> [提示文]:
^^^^^^^^^^^^^^^^

神のごとくゆるしたい
ひとが放ぐるにくしみをむねにあたため
花のようになったらば神のまえにささげたい
「ゆるし」 という、八木重吉さんの詩。 昨晩。 寝る前に詩集を広げていて、この詩に、はっ、と。 想いを揺さぶられたような気がした。 八木重吉さんは敬虔なクリスチャンだけれど。 アタシはノンポリで。 でも。 けれども。 そのひとつひとつが。 キモチに触れてくる。
「ゆるし」 この詩のテーマとは違うけれど。 アタシ自身も常に想うことは、アタシの存在そのものの、「ゆるし」 このことについて。 今思い返せば。 うんと幼い頃から。 こましゃくれたガキの頃から。 ずっとずっとずっと。 想いつづけてきた、アタシ自身のテーマ。
宗教、という観点からではなく。 ココロ、から。 見えてくる、「ゆるし」とは何だろう……。 ムカシのこと。 「離人症」で苦しんでいた頃。 通っていた病院のセンセに、そっと聞いてみた。 「センセにとって、ゆるし、とはどういうことだとお考えですか?」 と。 センセにとってはそんなこと聞かれて、やっかいな患者だっただろうに。 少しの表情も変えることなく。 暫く沈黙した後。 個人的な意見で良ければと……。 『ひとつひとつを諦めて、諦めていく自分を受け入れること、それがわたしなりのゆるしです』 とおっしゃってくれた。 もうセンセの名前も忘れてしまった程前の話し。 けれど。 その言の葉だけは鮮やかに、記憶にペイントされている。

^^^^^^^^^^^^^^^^

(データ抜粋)
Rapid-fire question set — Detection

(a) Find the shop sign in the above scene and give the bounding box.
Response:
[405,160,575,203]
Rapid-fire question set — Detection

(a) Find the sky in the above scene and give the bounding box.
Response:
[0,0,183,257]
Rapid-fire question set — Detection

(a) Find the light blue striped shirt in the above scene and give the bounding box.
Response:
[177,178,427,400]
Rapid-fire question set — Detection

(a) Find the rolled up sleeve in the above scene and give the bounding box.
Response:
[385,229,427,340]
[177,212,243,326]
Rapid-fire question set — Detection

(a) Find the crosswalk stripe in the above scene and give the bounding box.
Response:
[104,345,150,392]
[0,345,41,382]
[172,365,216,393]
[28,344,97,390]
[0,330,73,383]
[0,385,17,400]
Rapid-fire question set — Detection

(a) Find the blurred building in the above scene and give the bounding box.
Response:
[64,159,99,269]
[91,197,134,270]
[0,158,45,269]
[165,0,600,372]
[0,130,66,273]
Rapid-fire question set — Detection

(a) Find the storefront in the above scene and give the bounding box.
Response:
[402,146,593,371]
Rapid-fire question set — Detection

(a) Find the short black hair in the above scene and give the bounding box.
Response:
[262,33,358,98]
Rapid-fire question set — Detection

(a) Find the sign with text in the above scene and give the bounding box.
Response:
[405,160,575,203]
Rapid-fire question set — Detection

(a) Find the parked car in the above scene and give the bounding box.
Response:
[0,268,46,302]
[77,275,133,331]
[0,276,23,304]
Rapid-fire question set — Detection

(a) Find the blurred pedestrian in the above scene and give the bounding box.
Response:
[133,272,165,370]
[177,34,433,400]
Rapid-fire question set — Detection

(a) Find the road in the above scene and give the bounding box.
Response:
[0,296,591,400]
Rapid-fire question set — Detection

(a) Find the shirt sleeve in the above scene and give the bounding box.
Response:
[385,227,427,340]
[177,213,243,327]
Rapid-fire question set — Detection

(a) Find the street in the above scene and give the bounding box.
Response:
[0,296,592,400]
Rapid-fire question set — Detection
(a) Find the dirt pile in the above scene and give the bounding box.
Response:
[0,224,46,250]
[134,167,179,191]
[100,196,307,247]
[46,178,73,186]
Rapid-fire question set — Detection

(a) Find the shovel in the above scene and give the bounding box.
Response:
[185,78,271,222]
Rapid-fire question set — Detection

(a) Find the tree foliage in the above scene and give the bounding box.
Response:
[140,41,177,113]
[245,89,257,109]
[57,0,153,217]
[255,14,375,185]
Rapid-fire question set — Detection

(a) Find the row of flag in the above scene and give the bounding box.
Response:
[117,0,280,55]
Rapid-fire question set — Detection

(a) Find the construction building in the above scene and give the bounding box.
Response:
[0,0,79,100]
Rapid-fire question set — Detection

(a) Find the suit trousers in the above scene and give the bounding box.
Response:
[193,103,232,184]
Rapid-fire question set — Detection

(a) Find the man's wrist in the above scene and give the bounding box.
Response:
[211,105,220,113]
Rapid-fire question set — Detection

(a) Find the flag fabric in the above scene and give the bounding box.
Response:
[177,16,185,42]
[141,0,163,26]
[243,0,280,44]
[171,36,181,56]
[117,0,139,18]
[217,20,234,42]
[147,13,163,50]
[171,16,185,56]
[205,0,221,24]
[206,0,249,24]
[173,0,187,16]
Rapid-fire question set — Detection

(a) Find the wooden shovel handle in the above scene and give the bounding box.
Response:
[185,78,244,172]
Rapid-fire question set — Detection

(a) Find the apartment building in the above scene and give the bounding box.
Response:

^^^^^^^^^^^^^^^^

> [設問]:
#1 「ゆるし」をめぐる文章によると、筆者がかつて通っていた病院の先生は、自分なりの「ゆるし」をどのようなことだと答えましたか。
#2 「ゆるし」をめぐる文章を、最後の文の後から書き継いでください。
リストを参照する必要はありません。

> [解答]:
#1 ひとつひとつを諦めて、諦めていく自分を受け入れることだと答えました。

#2
ひとつ、ひとつを 諦めて。 諦めていく自分を。 受け入れること。
簡単なようで難しい。 難しいけれど、どこかで、キモチ的に柔らかくなれる方法だとも想う。 こちらの路を進んでいけば。 明かりが灯されている出口が見えていても。 足がどうしても。 竦んで、初めのひと足が踏みだせない。 そんなコトもある。 ヒトって。 単純だけれど、複雑だね。